**STUDY TEXT**
--

On 7th of June 2021, the American Food & Drug Administration (FDA) officially approved the first new Alzheimer’s drug in almost 20 years. The drug is called Aducanumab and it was developed by Biogen, a U.S. pharmaceutical company. Aducanumab sticks to amyloid – a protein that creates large chunks of plaques in the brain – and helps break up these plaques.
The problem is that couple of years earlier, in 2019, the drug’s trials came to an end, as it was shown that it did not help with memory deterioration. After re-analysing the results, Biogen came back and said that in fact higher doses did result in the slowing of cognitive decline.
The FDA eventually ignored the results of its advisory committee (causing multiple members to resign from it in protest). It has now approved the drug using its “accelerated approval” pathway. The process is used for drugs that are not yet confirmed to be advantageous for patients, but that are “reasonably likely to be”.
FDA on its decision: “…treatment with Aduhelm (the drug) was clearly shown in all trials to substantially reduce amyloid beta plaques. This reduction in plaques is reasonably likely to result in clinical benefit.”
This raises all kinds of questions, the main one being: are we in the new era of research and development?
Why is this considered to be a controversial decision?
1. It has been shown that amyloid lowering has not led to cognitive benefits, and this has made it a sticking point for researchers. The “juggling of data” done by Biotech has infuriated quite a few members of the pharmaceutical community and has caused a serious split. After all, if the drug does not work, what right does the parent company have from benefiting from it?
2. Half-finished products. While at the moment pharmaceutical companies fight for their place under the sun by producing drugs that work, the Aducanumab decision by FDA means that more of them may adapt to the changing market landscape, by releasing products that are not yet “fully functional”. This means an increase of cost for the end-consumers, who would be buying newer “versions” of drugs as they come out, instead of the ultimate solution right away. (Think iPhone but paracetamol instead).

--

[Saved entries]
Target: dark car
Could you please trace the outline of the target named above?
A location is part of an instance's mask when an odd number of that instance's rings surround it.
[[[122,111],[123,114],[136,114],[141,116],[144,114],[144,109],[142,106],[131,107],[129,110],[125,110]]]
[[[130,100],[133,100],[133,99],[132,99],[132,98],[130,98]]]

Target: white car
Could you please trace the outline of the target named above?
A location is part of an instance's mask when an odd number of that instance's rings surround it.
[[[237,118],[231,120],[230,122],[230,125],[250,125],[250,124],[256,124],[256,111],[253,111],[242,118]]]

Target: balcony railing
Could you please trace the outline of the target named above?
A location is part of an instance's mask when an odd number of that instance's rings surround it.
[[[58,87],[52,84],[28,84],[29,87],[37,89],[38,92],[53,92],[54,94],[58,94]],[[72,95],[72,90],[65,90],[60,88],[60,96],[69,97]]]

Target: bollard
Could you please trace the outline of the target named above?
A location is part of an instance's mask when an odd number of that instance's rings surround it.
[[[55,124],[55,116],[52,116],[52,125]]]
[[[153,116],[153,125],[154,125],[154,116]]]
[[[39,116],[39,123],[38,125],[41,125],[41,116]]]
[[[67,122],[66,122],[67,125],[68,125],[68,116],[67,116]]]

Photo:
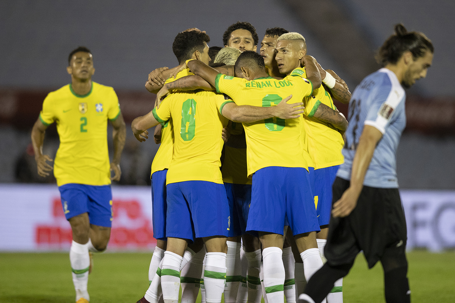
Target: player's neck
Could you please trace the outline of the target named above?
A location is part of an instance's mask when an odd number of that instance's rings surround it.
[[[91,89],[91,79],[81,80],[71,77],[71,87],[73,91],[81,95],[86,94]]]

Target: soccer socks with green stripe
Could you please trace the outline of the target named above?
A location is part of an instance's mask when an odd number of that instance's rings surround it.
[[[303,261],[305,278],[308,282],[310,280],[310,278],[314,273],[318,271],[324,264],[322,263],[319,249],[316,248],[307,249],[300,253],[300,257]],[[325,298],[322,302],[325,303]]]
[[[226,254],[207,253],[204,270],[205,302],[219,303],[224,290],[226,276]]]
[[[177,253],[166,251],[161,266],[161,288],[164,303],[178,303],[180,290],[180,265],[183,258]]]
[[[284,267],[283,251],[278,247],[268,247],[262,251],[264,263],[264,287],[267,301],[284,303]]]
[[[245,254],[248,260],[248,270],[247,272],[248,302],[250,303],[260,303],[262,298],[262,289],[261,288],[259,274],[261,268],[261,250],[245,253]]]
[[[70,249],[70,262],[72,269],[71,274],[74,289],[76,291],[76,301],[81,298],[90,300],[87,291],[88,270],[90,266],[88,247],[88,242],[81,244],[73,240]]]
[[[295,282],[294,278],[294,255],[290,247],[283,248],[283,265],[284,266],[284,297],[288,303],[295,303]]]
[[[240,263],[242,267],[242,278],[237,291],[237,302],[247,303],[248,301],[248,287],[247,282],[247,269],[248,268],[248,260],[247,259],[245,247],[242,245],[240,249]]]
[[[150,261],[150,266],[148,268],[148,285],[152,283],[155,274],[157,273],[157,269],[161,262],[161,260],[164,256],[165,249],[162,249],[158,246],[156,246],[155,250],[153,251],[153,254],[152,256],[152,260]]]
[[[318,249],[321,255],[323,263],[327,262],[327,259],[324,255],[324,248],[327,240],[325,239],[316,239],[318,242]],[[343,278],[340,278],[335,282],[334,288],[327,295],[327,302],[328,303],[343,303]]]
[[[224,302],[237,303],[238,286],[242,279],[242,264],[240,263],[240,248],[242,244],[232,241],[226,241],[226,282],[224,285]]]
[[[200,288],[201,276],[205,256],[205,249],[203,247],[198,253],[192,256],[191,260],[182,269],[180,273],[182,303],[194,303],[196,301]]]

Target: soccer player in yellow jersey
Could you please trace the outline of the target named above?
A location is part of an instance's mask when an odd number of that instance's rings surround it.
[[[61,195],[73,241],[70,251],[76,302],[90,300],[87,283],[89,252],[106,249],[112,220],[111,181],[120,179],[120,156],[126,129],[118,99],[112,87],[91,81],[95,72],[91,54],[80,47],[68,58],[71,83],[50,93],[31,133],[38,172],[48,175],[52,169],[42,154],[46,129],[54,123],[60,146],[56,155],[54,174]],[[107,121],[114,128],[114,159],[109,164]],[[114,171],[111,177],[110,170]]]

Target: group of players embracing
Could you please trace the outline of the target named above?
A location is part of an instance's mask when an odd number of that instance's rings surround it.
[[[200,289],[203,302],[223,293],[229,303],[295,302],[323,265],[348,126],[332,98],[351,94],[298,33],[268,29],[260,54],[248,22],[228,28],[217,54],[210,40],[196,28],[177,35],[180,65],[149,75],[157,106],[131,125],[141,142],[157,126],[161,143],[152,167],[157,246],[139,302],[178,302],[181,285],[182,302]],[[330,302],[342,302],[341,283]]]

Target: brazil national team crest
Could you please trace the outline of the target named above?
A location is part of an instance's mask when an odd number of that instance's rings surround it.
[[[96,103],[95,106],[96,109],[97,113],[103,112],[103,104],[102,103]]]
[[[85,114],[87,112],[88,109],[88,106],[87,105],[87,102],[81,102],[79,103],[79,111],[81,114]]]

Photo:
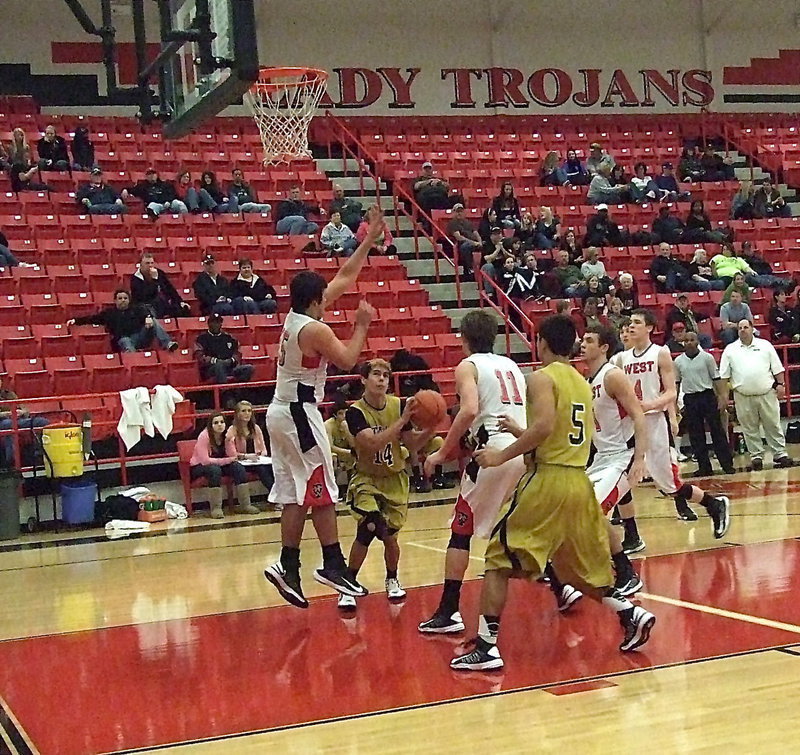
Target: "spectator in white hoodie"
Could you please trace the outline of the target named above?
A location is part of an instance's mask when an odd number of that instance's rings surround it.
[[[338,212],[331,213],[331,222],[322,229],[319,240],[328,255],[335,257],[340,254],[349,257],[358,246],[355,235]]]

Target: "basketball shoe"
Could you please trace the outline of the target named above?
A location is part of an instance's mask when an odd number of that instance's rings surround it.
[[[456,671],[497,671],[503,668],[503,659],[497,645],[492,645],[480,637],[466,643],[470,651],[450,661],[450,668]]]

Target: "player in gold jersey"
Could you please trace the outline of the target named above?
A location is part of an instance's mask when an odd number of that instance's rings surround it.
[[[655,616],[617,592],[608,558],[603,513],[586,475],[594,418],[592,389],[569,363],[575,326],[569,317],[544,320],[537,338],[543,367],[528,376],[528,428],[505,449],[475,454],[493,467],[534,453],[512,499],[500,512],[486,548],[478,636],[451,668],[488,671],[503,667],[497,648],[508,580],[536,579],[548,561],[587,595],[616,611],[625,636],[620,650],[647,642]]]
[[[386,596],[399,600],[406,594],[397,577],[400,561],[397,533],[408,513],[406,459],[430,440],[433,431],[411,427],[414,398],[407,399],[401,411],[400,399],[388,395],[391,377],[391,367],[385,360],[367,362],[361,371],[364,396],[345,415],[357,457],[347,490],[347,503],[358,521],[348,569],[353,577],[358,574],[370,543],[377,538],[384,548]],[[355,598],[339,596],[339,608],[355,607]]]

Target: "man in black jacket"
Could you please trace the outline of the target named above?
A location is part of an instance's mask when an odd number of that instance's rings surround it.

--

**TASK SET**
A. According to the article on the Aducanumab approval, why did the FDA approve the drug even though its benefit to patients was not yet confirmed?
B. Extend the article on the Aducanumab approval, picking up after its last sentence.

**PER-TASK ANSWERS**
A. The FDA said all trials clearly showed that the drug substantially reduces amyloid beta plaques, and it judged that this reduction is reasonably likely to bring clinical benefit. That is the standard for its "accelerated approval" pathway, which covers drugs not yet confirmed to help patients but "reasonably likely to be."

B.
3. Side effects and public safety. While speeding up the process on paper looks great, you can’t always speed up nature. Some side effects become apparent only after a longer period of time. Resorting to “accelerated approval” could mean bypassing such extensive testing, and may end up raising the number of cases where patients suffer from these side effects in the future.
What’s the good news?
1. Sometimes people simply can’t wait. When it comes to cancer, the FDA has been known to be more lenient when it comes to approving certain drugs. And given the choice between giving up or possibly buying yourself more time, how many people would choose the former?
2. More funding for research. At the end of the day, it’s all about funding. Many investors shy away from the medical field due to long ROI cycles. Adopting a model where there is more risk taken, but results become apparent more quickly means shortening these cycles. That means the inflow of more capital. Ultimately humanity benefits from more research done as the result of that – a win-win. (Notwithstanding the above “safety” argument).
3. Alzheimer’s and generally, dementia is a condition that is horrible and that is currently incurable. Recent approval of the drug, means once again that more attention is paid to this space. Which in turn, once again, means more attention from potential investors. Could this problem be solved in our lifetime thanks to the recent news? We will have to wait and see.
More risk – quicker reward?
Over the last 20 years the increase of venture capital available to companies has rewarded risk takers. After all, every time you start a new business/company you are taking a risk. A lot of times, such ventures simply do not work out, but when they do, investors can get over 100x on their investment, and it makes their efforts worth it.
Because of the increase of capital inflow, more and more ideas are getting funded. Even the governments get involved in the process – just look at the tax grants received by Elon Musk’s SpaceX. Is anyone complaining? Certainly not the space enthusiasts. Are we all winners when it comes to space exploration? Potentially.
With medicine, things get trickier. Nobody wants to risk someone’s life or serious damage to their health. Another potential problem – approving a drug through the “sped-up” process means that we may get to the point where fewer effective treatments are pushed ahead of the ones that actually make a difference.
Then again, free market is a thing to behold. It is not always perfect, but in time it may balance itself out and we may yet see regulators adjust according to the effectiveness of certain processes when it comes to approving drugs. After all, these things are driven by capital and public’s perception. If the latter is managed well, and the former is distributed where it’s needed, we are in for quite a ride in the next 20 years.